— What is being asked —
Copy exactly the lines from the "tag the distant" line to the end, both included, and nothing else.

— Data supplied —
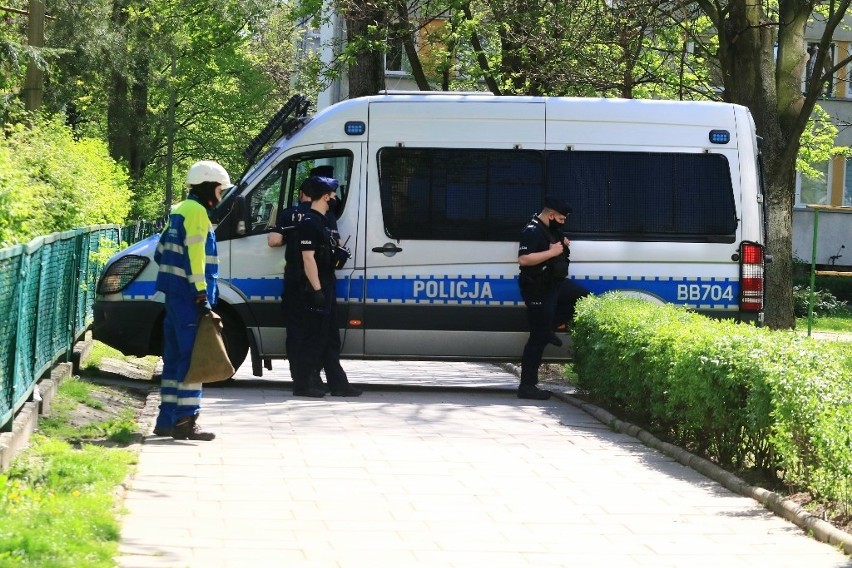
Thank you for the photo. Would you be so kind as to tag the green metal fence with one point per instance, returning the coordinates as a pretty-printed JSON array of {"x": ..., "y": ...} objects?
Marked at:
[{"x": 47, "y": 289}]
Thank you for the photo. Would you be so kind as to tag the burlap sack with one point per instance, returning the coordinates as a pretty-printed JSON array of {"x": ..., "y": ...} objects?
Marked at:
[{"x": 209, "y": 363}]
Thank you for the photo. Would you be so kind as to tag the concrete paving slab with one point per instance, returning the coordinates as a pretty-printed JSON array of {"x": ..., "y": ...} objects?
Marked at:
[{"x": 433, "y": 478}]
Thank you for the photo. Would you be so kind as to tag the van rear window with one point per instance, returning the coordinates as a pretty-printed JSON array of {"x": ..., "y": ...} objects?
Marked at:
[{"x": 454, "y": 194}]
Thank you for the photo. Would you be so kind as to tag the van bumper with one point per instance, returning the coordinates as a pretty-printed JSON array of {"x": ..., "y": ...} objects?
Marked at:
[{"x": 134, "y": 328}]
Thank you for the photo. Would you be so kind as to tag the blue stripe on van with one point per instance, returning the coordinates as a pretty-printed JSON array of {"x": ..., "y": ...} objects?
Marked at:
[
  {"x": 140, "y": 290},
  {"x": 703, "y": 293}
]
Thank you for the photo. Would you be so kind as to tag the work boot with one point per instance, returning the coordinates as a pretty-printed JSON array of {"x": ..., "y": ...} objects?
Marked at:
[
  {"x": 187, "y": 429},
  {"x": 532, "y": 392},
  {"x": 316, "y": 383},
  {"x": 346, "y": 390},
  {"x": 162, "y": 431}
]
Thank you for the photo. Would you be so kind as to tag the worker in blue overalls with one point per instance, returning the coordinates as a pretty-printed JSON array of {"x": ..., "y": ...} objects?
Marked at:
[{"x": 189, "y": 267}]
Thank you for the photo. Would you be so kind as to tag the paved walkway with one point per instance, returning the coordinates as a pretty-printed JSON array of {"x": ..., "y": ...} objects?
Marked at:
[{"x": 433, "y": 478}]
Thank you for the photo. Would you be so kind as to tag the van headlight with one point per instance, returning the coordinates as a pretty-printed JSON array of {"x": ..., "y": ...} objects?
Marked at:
[{"x": 121, "y": 273}]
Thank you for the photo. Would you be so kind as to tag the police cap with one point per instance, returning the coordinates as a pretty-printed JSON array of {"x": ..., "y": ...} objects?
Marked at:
[
  {"x": 322, "y": 171},
  {"x": 557, "y": 204},
  {"x": 316, "y": 186}
]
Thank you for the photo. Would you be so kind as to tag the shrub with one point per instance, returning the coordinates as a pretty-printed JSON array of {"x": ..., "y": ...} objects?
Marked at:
[
  {"x": 51, "y": 182},
  {"x": 825, "y": 303},
  {"x": 739, "y": 395}
]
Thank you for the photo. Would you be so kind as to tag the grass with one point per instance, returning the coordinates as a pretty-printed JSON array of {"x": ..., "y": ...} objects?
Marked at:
[
  {"x": 101, "y": 351},
  {"x": 841, "y": 322},
  {"x": 58, "y": 500}
]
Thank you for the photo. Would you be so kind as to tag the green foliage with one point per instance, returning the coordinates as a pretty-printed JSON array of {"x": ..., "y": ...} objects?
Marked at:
[
  {"x": 817, "y": 144},
  {"x": 51, "y": 182},
  {"x": 739, "y": 395},
  {"x": 824, "y": 302},
  {"x": 58, "y": 506}
]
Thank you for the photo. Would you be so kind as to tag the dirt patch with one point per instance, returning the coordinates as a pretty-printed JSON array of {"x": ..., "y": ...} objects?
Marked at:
[{"x": 108, "y": 402}]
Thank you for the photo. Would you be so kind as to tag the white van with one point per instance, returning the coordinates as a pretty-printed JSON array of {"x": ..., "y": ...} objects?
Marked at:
[{"x": 434, "y": 190}]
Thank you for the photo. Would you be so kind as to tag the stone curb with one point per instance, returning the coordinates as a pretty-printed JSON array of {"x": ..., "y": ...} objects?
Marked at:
[{"x": 821, "y": 530}]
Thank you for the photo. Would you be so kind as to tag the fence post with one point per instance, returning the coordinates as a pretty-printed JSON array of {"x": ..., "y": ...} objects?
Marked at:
[{"x": 813, "y": 273}]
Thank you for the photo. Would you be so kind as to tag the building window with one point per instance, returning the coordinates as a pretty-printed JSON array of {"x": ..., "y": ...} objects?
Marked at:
[
  {"x": 813, "y": 53},
  {"x": 814, "y": 190}
]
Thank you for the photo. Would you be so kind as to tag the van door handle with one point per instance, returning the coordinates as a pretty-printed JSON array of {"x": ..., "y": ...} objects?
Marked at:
[{"x": 388, "y": 249}]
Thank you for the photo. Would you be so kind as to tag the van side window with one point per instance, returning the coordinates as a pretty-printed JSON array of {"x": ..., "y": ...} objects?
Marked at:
[
  {"x": 280, "y": 188},
  {"x": 638, "y": 196},
  {"x": 479, "y": 195},
  {"x": 450, "y": 194},
  {"x": 264, "y": 202}
]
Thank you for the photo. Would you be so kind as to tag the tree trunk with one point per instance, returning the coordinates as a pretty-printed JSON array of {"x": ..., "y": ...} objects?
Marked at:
[
  {"x": 753, "y": 78},
  {"x": 367, "y": 72}
]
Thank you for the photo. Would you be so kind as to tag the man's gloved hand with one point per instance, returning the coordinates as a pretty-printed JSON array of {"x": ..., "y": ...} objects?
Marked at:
[
  {"x": 202, "y": 303},
  {"x": 317, "y": 298}
]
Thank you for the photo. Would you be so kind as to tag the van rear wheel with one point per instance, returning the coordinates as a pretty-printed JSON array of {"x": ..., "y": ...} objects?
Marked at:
[{"x": 234, "y": 336}]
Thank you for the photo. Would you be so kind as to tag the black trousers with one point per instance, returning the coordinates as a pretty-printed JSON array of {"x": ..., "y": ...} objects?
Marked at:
[
  {"x": 545, "y": 312},
  {"x": 313, "y": 338}
]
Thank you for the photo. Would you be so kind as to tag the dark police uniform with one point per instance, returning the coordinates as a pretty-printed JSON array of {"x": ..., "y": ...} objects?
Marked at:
[
  {"x": 548, "y": 294},
  {"x": 293, "y": 297}
]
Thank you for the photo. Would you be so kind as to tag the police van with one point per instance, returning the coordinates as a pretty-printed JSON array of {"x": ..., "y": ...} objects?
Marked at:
[{"x": 434, "y": 190}]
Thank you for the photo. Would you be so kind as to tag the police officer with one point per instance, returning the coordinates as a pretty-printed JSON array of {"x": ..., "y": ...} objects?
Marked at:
[
  {"x": 543, "y": 256},
  {"x": 310, "y": 290},
  {"x": 284, "y": 233},
  {"x": 189, "y": 267}
]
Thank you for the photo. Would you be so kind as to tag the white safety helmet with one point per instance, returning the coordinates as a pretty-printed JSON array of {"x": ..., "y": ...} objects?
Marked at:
[{"x": 208, "y": 170}]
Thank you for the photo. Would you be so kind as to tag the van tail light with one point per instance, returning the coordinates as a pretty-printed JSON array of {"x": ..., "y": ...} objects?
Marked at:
[{"x": 752, "y": 272}]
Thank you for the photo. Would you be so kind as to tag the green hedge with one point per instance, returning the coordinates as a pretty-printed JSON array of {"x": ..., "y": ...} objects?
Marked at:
[{"x": 742, "y": 396}]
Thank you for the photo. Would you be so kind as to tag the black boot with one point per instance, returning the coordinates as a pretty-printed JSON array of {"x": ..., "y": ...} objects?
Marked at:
[{"x": 187, "y": 429}]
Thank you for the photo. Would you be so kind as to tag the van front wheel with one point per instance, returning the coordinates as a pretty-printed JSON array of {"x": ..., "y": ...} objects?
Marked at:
[{"x": 234, "y": 336}]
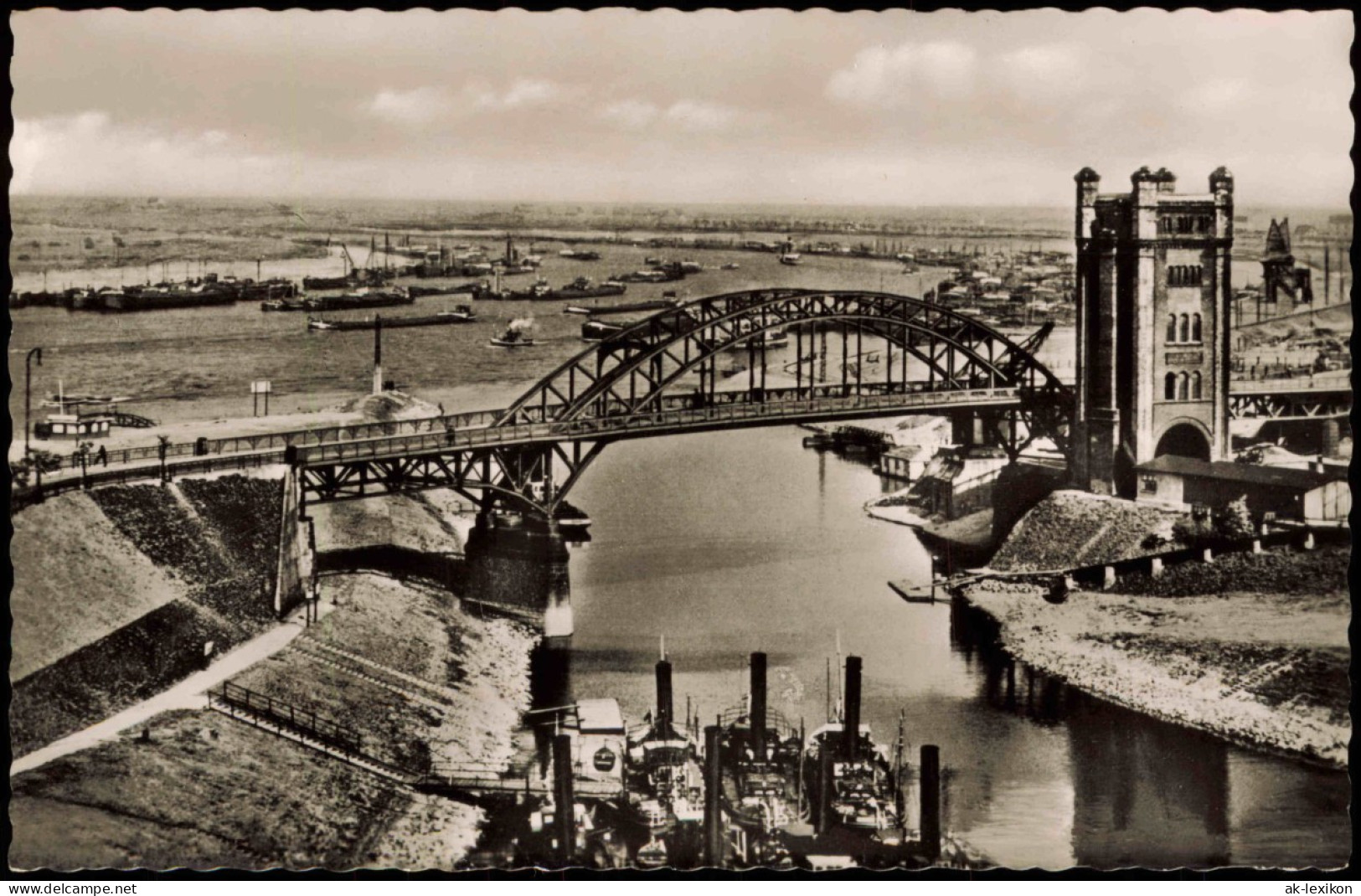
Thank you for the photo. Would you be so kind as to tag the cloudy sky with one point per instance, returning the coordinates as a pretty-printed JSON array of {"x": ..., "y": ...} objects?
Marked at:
[{"x": 889, "y": 108}]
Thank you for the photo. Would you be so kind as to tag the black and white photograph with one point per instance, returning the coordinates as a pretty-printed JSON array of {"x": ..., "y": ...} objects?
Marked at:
[{"x": 475, "y": 440}]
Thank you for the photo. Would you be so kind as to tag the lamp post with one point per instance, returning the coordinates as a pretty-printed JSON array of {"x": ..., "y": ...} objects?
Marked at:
[{"x": 28, "y": 400}]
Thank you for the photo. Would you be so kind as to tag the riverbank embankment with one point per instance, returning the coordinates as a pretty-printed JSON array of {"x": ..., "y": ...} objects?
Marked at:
[
  {"x": 399, "y": 662},
  {"x": 1251, "y": 647}
]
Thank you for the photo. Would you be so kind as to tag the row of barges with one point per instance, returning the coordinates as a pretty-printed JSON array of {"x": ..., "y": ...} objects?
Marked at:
[
  {"x": 195, "y": 293},
  {"x": 749, "y": 791}
]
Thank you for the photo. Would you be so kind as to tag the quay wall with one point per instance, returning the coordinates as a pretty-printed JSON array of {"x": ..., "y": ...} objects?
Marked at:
[
  {"x": 1245, "y": 641},
  {"x": 297, "y": 539}
]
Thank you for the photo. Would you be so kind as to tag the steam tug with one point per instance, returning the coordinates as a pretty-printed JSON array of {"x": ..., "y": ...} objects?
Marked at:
[{"x": 758, "y": 754}]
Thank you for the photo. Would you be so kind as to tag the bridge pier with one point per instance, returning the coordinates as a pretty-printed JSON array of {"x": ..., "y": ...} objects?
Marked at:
[{"x": 520, "y": 563}]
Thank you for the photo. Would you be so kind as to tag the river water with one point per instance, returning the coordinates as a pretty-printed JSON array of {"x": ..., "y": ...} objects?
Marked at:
[{"x": 734, "y": 543}]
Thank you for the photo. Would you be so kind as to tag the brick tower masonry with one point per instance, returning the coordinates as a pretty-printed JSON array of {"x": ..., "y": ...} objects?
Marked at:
[{"x": 1153, "y": 291}]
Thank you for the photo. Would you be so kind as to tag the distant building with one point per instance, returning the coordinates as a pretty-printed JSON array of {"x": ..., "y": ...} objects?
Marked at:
[
  {"x": 1153, "y": 287},
  {"x": 1281, "y": 278},
  {"x": 1319, "y": 493},
  {"x": 958, "y": 481}
]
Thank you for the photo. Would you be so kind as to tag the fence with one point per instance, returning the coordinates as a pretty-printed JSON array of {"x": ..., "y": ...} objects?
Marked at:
[{"x": 304, "y": 721}]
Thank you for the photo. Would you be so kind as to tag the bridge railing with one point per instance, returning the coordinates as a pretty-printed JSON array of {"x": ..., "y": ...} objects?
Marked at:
[
  {"x": 279, "y": 440},
  {"x": 120, "y": 476},
  {"x": 776, "y": 404}
]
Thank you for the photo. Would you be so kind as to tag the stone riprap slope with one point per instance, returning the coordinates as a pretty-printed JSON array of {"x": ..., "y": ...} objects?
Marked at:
[
  {"x": 189, "y": 548},
  {"x": 76, "y": 579},
  {"x": 120, "y": 590},
  {"x": 1258, "y": 669},
  {"x": 131, "y": 804},
  {"x": 130, "y": 665},
  {"x": 244, "y": 513},
  {"x": 1270, "y": 572},
  {"x": 276, "y": 802},
  {"x": 1074, "y": 528}
]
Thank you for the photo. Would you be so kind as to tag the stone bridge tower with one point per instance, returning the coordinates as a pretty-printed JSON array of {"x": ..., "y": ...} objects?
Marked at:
[{"x": 1153, "y": 293}]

— Written response —
Thank you for the photo. Would you be so kind as to tag the distant building with one point per instance, returning the coordinates as a pretty-printed JSON array of {"x": ..., "y": ...} objects?
Marked at:
[
  {"x": 1153, "y": 287},
  {"x": 1281, "y": 278},
  {"x": 1319, "y": 493},
  {"x": 958, "y": 481}
]
Thank you for the photo. Would you be so kind as to tag the fence with one point per instance, returning the coordinates as a pretty-printed JSON array of {"x": ..., "y": ...} objects?
Marked at:
[{"x": 304, "y": 721}]
Thank you for the photo. Would you be so kind as to tag the bridge railing with one point per instance, returning the coordinates as a pretty-printed JSON array of {"x": ..., "y": ...} objects?
Marked at:
[
  {"x": 279, "y": 440},
  {"x": 120, "y": 476},
  {"x": 776, "y": 404}
]
Thank you for the photo. Would you be so kind as to tag the stone riprap slope with one point per instance, returning the coordinates as a pretty-printed JSON array of {"x": ..., "y": ...} objects?
Marked at:
[
  {"x": 189, "y": 548},
  {"x": 76, "y": 579},
  {"x": 120, "y": 590},
  {"x": 1258, "y": 669},
  {"x": 131, "y": 804},
  {"x": 130, "y": 665},
  {"x": 244, "y": 513},
  {"x": 1270, "y": 572},
  {"x": 276, "y": 802},
  {"x": 1074, "y": 528}
]
Thank you for the photo. Would you be so kind as to tag the stone bridge tower with one point per instance, returning the coordinates as a pretty-printed JSON array of {"x": ..., "y": ...} objects?
Marked at:
[{"x": 1153, "y": 293}]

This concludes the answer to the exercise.